[Image-grounded pointing data]

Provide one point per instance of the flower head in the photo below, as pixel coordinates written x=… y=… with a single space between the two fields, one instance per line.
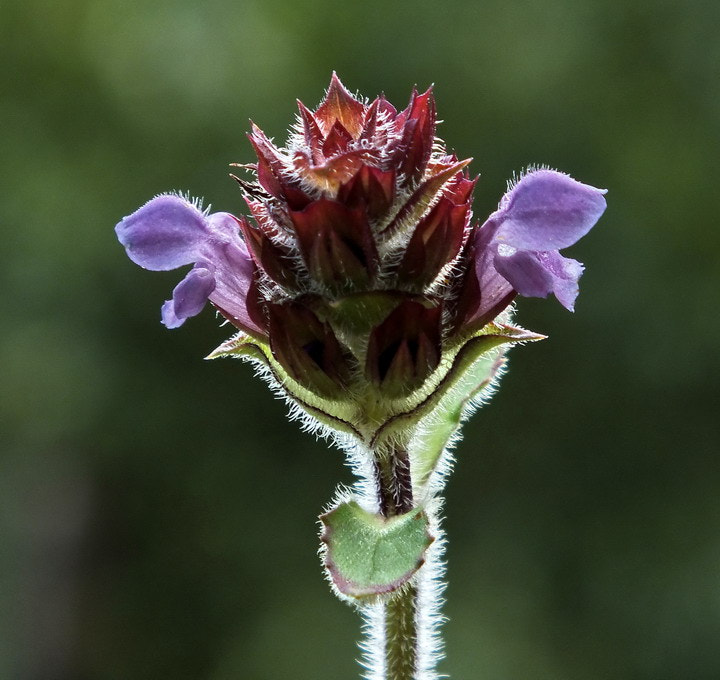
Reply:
x=359 y=263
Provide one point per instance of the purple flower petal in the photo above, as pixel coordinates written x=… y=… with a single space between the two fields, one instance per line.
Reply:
x=189 y=296
x=537 y=274
x=169 y=232
x=547 y=210
x=166 y=233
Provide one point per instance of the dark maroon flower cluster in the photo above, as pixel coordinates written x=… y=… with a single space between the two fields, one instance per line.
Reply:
x=360 y=262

Task statement: Set apart and copy each line of the records that holds the word "above".

Reply:
Provide one point per instance of the purple flower petal in the photo above, as pixel coordinates written x=… y=… with a single space between the two fields, one instance per line.
Provide one point per instance of the dark maroon flower cluster in the photo above, as pixel coordinates written x=… y=… with a single space between the two fields, one instance per line.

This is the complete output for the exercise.